**STATED GOAL**
Return every row below word for word and line for line, but leave out the pictures.

====

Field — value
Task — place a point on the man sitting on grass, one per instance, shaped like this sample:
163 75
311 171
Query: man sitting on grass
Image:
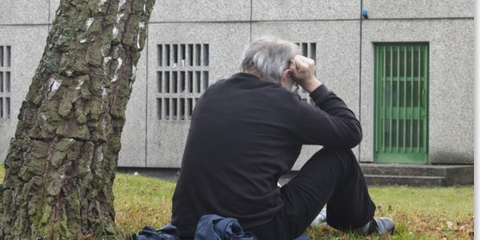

====

**EXERCISE RESPONSE**
Field — value
Task — place a point on the man sitting on grass, one per instance, shaped like this sample:
163 75
311 171
Query: man sitting on grass
Image:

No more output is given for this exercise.